Content starts

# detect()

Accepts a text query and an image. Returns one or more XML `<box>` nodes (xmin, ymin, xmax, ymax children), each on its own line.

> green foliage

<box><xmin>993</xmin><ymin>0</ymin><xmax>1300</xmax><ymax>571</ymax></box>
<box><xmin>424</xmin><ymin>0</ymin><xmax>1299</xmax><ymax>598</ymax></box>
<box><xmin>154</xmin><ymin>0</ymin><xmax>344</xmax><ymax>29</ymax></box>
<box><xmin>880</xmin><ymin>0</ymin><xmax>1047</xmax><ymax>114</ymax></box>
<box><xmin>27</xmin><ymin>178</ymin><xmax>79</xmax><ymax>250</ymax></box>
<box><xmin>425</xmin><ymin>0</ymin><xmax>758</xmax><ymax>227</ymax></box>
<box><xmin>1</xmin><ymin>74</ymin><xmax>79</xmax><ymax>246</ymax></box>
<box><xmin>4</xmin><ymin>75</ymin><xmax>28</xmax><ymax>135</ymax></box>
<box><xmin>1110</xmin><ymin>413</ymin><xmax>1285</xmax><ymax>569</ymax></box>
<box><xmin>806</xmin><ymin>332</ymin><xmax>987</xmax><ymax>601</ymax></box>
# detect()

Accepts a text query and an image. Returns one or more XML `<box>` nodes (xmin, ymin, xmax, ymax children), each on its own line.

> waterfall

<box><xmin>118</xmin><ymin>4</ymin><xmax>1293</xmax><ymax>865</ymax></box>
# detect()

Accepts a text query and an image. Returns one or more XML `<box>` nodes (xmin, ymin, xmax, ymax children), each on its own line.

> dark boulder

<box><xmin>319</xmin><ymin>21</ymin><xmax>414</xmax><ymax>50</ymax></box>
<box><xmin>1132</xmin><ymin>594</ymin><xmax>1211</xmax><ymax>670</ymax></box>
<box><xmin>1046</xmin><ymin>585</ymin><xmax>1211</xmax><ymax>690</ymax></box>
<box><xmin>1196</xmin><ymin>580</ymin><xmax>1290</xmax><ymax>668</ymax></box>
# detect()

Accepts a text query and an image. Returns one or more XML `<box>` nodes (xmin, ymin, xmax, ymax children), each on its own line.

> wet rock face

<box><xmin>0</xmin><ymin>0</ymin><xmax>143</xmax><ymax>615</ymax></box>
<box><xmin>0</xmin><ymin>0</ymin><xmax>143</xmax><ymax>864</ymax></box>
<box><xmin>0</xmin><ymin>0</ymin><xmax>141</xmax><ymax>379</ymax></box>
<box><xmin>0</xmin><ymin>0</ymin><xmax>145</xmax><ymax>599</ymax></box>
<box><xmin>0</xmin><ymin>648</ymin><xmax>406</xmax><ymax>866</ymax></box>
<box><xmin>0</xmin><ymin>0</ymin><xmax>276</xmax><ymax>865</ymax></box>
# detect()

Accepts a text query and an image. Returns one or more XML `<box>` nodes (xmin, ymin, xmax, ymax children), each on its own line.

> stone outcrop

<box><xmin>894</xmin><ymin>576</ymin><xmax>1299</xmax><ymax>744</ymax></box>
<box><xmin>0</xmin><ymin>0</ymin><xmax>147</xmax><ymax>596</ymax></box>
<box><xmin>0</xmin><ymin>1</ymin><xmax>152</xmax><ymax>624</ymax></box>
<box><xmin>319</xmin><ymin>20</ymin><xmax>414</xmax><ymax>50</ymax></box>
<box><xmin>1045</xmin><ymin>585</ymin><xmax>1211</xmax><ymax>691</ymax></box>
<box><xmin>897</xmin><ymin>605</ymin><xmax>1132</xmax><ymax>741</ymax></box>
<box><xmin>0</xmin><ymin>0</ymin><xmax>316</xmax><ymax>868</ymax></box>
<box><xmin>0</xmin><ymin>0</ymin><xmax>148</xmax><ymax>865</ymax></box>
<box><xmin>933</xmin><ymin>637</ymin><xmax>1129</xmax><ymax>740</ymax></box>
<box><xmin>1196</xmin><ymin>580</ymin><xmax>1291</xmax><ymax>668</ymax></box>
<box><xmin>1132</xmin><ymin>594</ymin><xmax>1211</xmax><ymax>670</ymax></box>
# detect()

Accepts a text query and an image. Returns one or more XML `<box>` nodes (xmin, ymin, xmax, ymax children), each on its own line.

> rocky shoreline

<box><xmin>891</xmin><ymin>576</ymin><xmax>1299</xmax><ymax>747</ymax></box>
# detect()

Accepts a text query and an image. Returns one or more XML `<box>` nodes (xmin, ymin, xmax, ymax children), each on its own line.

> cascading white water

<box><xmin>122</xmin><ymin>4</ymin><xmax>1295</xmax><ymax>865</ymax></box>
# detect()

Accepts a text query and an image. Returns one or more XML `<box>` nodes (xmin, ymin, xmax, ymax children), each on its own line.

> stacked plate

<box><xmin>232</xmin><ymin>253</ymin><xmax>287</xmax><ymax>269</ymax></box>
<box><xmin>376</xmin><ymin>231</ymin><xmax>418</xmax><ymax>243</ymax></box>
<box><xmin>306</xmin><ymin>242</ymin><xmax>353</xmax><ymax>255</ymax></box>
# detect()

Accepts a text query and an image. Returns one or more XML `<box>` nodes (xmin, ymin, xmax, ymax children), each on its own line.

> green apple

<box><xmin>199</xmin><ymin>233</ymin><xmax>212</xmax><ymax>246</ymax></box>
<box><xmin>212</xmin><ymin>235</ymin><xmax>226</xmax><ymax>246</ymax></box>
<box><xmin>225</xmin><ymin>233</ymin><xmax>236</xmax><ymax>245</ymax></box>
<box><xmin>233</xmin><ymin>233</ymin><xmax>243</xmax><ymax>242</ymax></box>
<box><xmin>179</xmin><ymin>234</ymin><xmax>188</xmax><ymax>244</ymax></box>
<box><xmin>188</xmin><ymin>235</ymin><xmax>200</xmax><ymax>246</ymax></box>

Content ends

__Task to complete__. Retype the material above in full, keeping every word as it stands.

__Task response__.
# detect()

Accepts a text query and an image. Returns one or more XML `<box>` nodes (xmin, ymin, xmax, ymax children), each on its own line.

> green foliage

<box><xmin>993</xmin><ymin>0</ymin><xmax>1300</xmax><ymax>571</ymax></box>
<box><xmin>424</xmin><ymin>0</ymin><xmax>1299</xmax><ymax>598</ymax></box>
<box><xmin>154</xmin><ymin>0</ymin><xmax>344</xmax><ymax>29</ymax></box>
<box><xmin>880</xmin><ymin>0</ymin><xmax>1047</xmax><ymax>114</ymax></box>
<box><xmin>27</xmin><ymin>178</ymin><xmax>79</xmax><ymax>250</ymax></box>
<box><xmin>425</xmin><ymin>0</ymin><xmax>758</xmax><ymax>227</ymax></box>
<box><xmin>1</xmin><ymin>74</ymin><xmax>79</xmax><ymax>246</ymax></box>
<box><xmin>4</xmin><ymin>75</ymin><xmax>28</xmax><ymax>135</ymax></box>
<box><xmin>1110</xmin><ymin>413</ymin><xmax>1285</xmax><ymax>569</ymax></box>
<box><xmin>806</xmin><ymin>332</ymin><xmax>987</xmax><ymax>601</ymax></box>
# detect()

Accepts a text query and an image. Returns one or more XML `<box>` nodes (xmin, ymin, xmax, ymax children), each on its own line.

> waterfall

<box><xmin>118</xmin><ymin>4</ymin><xmax>1293</xmax><ymax>865</ymax></box>
# detect()

Accepts a text query and an image. Returns one or more XML `<box>` nodes (xmin, ymin, xmax, ymax children), each on its own line.

> dark boulder

<box><xmin>319</xmin><ymin>21</ymin><xmax>414</xmax><ymax>50</ymax></box>
<box><xmin>1132</xmin><ymin>594</ymin><xmax>1211</xmax><ymax>670</ymax></box>
<box><xmin>1046</xmin><ymin>585</ymin><xmax>1211</xmax><ymax>690</ymax></box>
<box><xmin>1196</xmin><ymin>580</ymin><xmax>1290</xmax><ymax>668</ymax></box>
# detect()

Accepts a text query and an image. Returns one or more XML `<box>` nodes (xmin, ymin, xmax, ymax children), each on its own line.

> wet rock face

<box><xmin>0</xmin><ymin>0</ymin><xmax>143</xmax><ymax>615</ymax></box>
<box><xmin>0</xmin><ymin>0</ymin><xmax>143</xmax><ymax>864</ymax></box>
<box><xmin>0</xmin><ymin>0</ymin><xmax>141</xmax><ymax>379</ymax></box>
<box><xmin>0</xmin><ymin>0</ymin><xmax>145</xmax><ymax>599</ymax></box>
<box><xmin>0</xmin><ymin>648</ymin><xmax>406</xmax><ymax>866</ymax></box>
<box><xmin>0</xmin><ymin>0</ymin><xmax>276</xmax><ymax>865</ymax></box>
# detect()

Accepts a text query and an image. Returns one or more XML `<box>` nodes (xmin, ymin, xmax, ymax children), each on its own line.

> stone outcrop

<box><xmin>894</xmin><ymin>576</ymin><xmax>1299</xmax><ymax>744</ymax></box>
<box><xmin>0</xmin><ymin>0</ymin><xmax>147</xmax><ymax>596</ymax></box>
<box><xmin>0</xmin><ymin>1</ymin><xmax>152</xmax><ymax>624</ymax></box>
<box><xmin>319</xmin><ymin>20</ymin><xmax>414</xmax><ymax>50</ymax></box>
<box><xmin>1045</xmin><ymin>585</ymin><xmax>1211</xmax><ymax>691</ymax></box>
<box><xmin>897</xmin><ymin>605</ymin><xmax>1132</xmax><ymax>741</ymax></box>
<box><xmin>0</xmin><ymin>0</ymin><xmax>316</xmax><ymax>868</ymax></box>
<box><xmin>0</xmin><ymin>0</ymin><xmax>148</xmax><ymax>865</ymax></box>
<box><xmin>933</xmin><ymin>637</ymin><xmax>1129</xmax><ymax>740</ymax></box>
<box><xmin>1196</xmin><ymin>580</ymin><xmax>1291</xmax><ymax>668</ymax></box>
<box><xmin>1132</xmin><ymin>594</ymin><xmax>1211</xmax><ymax>670</ymax></box>
# detect()

Accepts a text query and an image. Returns one or more XML `<box>` nodes (xmin, ymin, xmax, ymax children), each on its own line.

> rocky shoreline

<box><xmin>891</xmin><ymin>576</ymin><xmax>1299</xmax><ymax>747</ymax></box>
# detect()

Accepts a text query and an image. Returns one or more XML `<box>` nodes (xmin, ymin, xmax, ymax children), each on its own line.

> cascading white water

<box><xmin>122</xmin><ymin>4</ymin><xmax>1295</xmax><ymax>865</ymax></box>
# detect()

Accepts a text query and an image. Returns one or more XML `<box>` nodes (xmin, ymin, xmax, ymax children), each on its own line.

> stacked plate

<box><xmin>232</xmin><ymin>253</ymin><xmax>287</xmax><ymax>269</ymax></box>
<box><xmin>376</xmin><ymin>231</ymin><xmax>418</xmax><ymax>243</ymax></box>
<box><xmin>306</xmin><ymin>242</ymin><xmax>353</xmax><ymax>255</ymax></box>
# detect()

Accepts a text query and an image. Returns one or more XML `<box>` nodes (xmin, ymin, xmax, ymax children), each on its own line.

> green apple

<box><xmin>199</xmin><ymin>233</ymin><xmax>212</xmax><ymax>246</ymax></box>
<box><xmin>212</xmin><ymin>235</ymin><xmax>226</xmax><ymax>246</ymax></box>
<box><xmin>225</xmin><ymin>233</ymin><xmax>236</xmax><ymax>245</ymax></box>
<box><xmin>233</xmin><ymin>233</ymin><xmax>243</xmax><ymax>242</ymax></box>
<box><xmin>179</xmin><ymin>234</ymin><xmax>188</xmax><ymax>244</ymax></box>
<box><xmin>188</xmin><ymin>235</ymin><xmax>200</xmax><ymax>246</ymax></box>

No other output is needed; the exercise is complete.